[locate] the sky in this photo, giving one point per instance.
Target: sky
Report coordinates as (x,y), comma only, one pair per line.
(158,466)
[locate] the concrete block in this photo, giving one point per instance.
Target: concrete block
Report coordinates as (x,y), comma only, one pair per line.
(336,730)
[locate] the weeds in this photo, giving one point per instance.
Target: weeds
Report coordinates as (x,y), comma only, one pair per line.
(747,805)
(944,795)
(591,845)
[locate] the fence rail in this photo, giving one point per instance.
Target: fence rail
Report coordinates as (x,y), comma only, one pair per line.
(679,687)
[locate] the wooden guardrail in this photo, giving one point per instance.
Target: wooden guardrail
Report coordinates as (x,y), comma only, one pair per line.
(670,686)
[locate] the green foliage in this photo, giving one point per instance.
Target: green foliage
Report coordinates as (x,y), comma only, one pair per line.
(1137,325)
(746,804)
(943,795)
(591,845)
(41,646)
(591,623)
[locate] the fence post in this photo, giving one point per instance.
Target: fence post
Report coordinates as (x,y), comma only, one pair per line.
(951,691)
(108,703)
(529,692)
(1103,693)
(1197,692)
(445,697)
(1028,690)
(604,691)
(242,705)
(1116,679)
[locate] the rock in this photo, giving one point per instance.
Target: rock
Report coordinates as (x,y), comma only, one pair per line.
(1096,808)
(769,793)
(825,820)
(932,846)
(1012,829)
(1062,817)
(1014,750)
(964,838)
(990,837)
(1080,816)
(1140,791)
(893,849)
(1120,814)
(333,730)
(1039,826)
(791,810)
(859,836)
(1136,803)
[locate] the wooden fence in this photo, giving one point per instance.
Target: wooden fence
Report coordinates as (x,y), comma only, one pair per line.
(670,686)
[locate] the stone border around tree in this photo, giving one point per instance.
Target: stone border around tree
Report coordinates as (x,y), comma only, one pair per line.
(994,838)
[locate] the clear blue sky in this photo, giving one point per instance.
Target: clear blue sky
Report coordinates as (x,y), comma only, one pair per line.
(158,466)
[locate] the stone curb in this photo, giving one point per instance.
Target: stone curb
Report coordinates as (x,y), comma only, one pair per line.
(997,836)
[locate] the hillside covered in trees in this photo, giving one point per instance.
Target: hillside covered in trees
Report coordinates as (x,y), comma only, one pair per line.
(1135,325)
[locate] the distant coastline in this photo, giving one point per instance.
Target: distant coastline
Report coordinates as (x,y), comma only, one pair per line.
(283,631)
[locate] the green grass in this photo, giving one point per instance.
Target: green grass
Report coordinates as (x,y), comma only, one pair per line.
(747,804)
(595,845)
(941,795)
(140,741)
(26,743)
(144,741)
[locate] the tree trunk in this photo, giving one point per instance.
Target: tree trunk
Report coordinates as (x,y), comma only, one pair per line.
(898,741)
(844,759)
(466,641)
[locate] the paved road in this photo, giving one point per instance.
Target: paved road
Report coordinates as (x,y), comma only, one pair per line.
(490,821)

- **Task objective**:
Rewrite every line of the entries above as a JSON list of strings, one string per line, with blank lines left out.

- **Task response**:
[
  "[locate] the sky in this photo, giving one point per instance.",
  "Target: sky",
  "Report coordinates as (x,y), comma only, one pair per line.",
  "(158,466)",
  "[locate] the concrete block in this photo, giving one point per instance.",
  "Target: concrete block",
  "Report coordinates as (x,y), comma only, one pair per line.",
  "(336,730)",
  "[locate] the weeds in this photo, giving one point per instance.",
  "Target: weeds",
  "Report coordinates as (x,y), comma only, one pair per line.",
  "(747,805)",
  "(944,795)",
  "(591,845)",
  "[locate] the fence rail in this photo, giving one point per instance.",
  "Target: fence rail",
  "Report coordinates as (x,y), comma only, one pair per line.",
  "(679,687)",
  "[locate] the wooden guardrail in this photo, giving one point per instance.",
  "Target: wooden guardrail",
  "Report coordinates as (x,y), comma only, one pair per line.",
  "(670,686)",
  "[locate] the green foliage in this photo, giving one point per instance.",
  "Target: green foliage",
  "Report coordinates as (x,y), comma only, one pair per line.",
  "(1137,325)",
  "(746,804)",
  "(943,795)",
  "(591,845)",
  "(41,646)",
  "(591,623)",
  "[locate] the fence post in this photo, giving one point per instance.",
  "Target: fence post",
  "Report coordinates as (x,y), comma only, one pair per line.",
  "(951,691)",
  "(108,703)",
  "(529,692)",
  "(1103,693)",
  "(1197,692)",
  "(445,697)",
  "(1028,690)",
  "(604,691)",
  "(242,705)",
  "(1116,679)",
  "[locate] the rock in this photo, giving one point per instance.",
  "Target: rock",
  "Report coordinates as (x,y), comma only, one pair per line.",
  "(1096,808)",
  "(769,793)",
  "(825,820)",
  "(932,846)",
  "(1012,829)",
  "(1062,817)",
  "(1014,750)",
  "(964,838)",
  "(990,837)",
  "(1080,816)",
  "(1140,791)",
  "(893,849)",
  "(1120,814)",
  "(333,730)",
  "(1039,826)",
  "(791,810)",
  "(859,836)",
  "(1136,803)",
  "[locate] the wooden fence in this photo, giving one point per instance.",
  "Target: wooden fence",
  "Report coordinates as (x,y), comma only, one pair per line.",
  "(670,686)",
  "[locate] the stone border around tree in this photo, giving one point per instance.",
  "Target: stone border around tree",
  "Report coordinates as (x,y), comma only, one pair per line.",
  "(994,838)",
  "[locate] the clear blue sky in this photo, giving one point per instance.",
  "Target: clear blue sky",
  "Report coordinates as (x,y), comma only, one pair per line.",
  "(158,466)",
  "[locate] the stone curb in this photo, giving one point per instance.",
  "Target: stone curb",
  "Report coordinates as (x,y), comma only, one pair per line.",
  "(997,836)",
  "[locate] the hillside covered in trees in this photo, giving one point per instance.",
  "Target: hillside covered in trees",
  "Report coordinates as (x,y), comma only, one pair per line.",
  "(1135,325)",
  "[locate] the distant coastline in this photo, giving one point per instance.",
  "Target: distant coastline",
  "Report coordinates as (x,y), comma only, one pair per line.",
  "(283,631)",
  "[locate] the green grass in this photo, giving one point per instance.",
  "Target: green grass",
  "Report coordinates as (x,y), comma only, one pair per line.",
  "(747,804)",
  "(595,845)",
  "(941,795)",
  "(140,741)",
  "(26,743)",
  "(144,741)",
  "[locate] the tree trunk in this photo, giving one point per instance.",
  "Target: tree trunk",
  "Report coordinates as (x,y), comma only, one pair per line.",
  "(898,741)",
  "(844,759)",
  "(466,641)",
  "[locate] the paved road in this photo, giving one point per instance.",
  "Target: paved road",
  "Report coordinates as (x,y), comma only, one pair per line.",
  "(490,821)"
]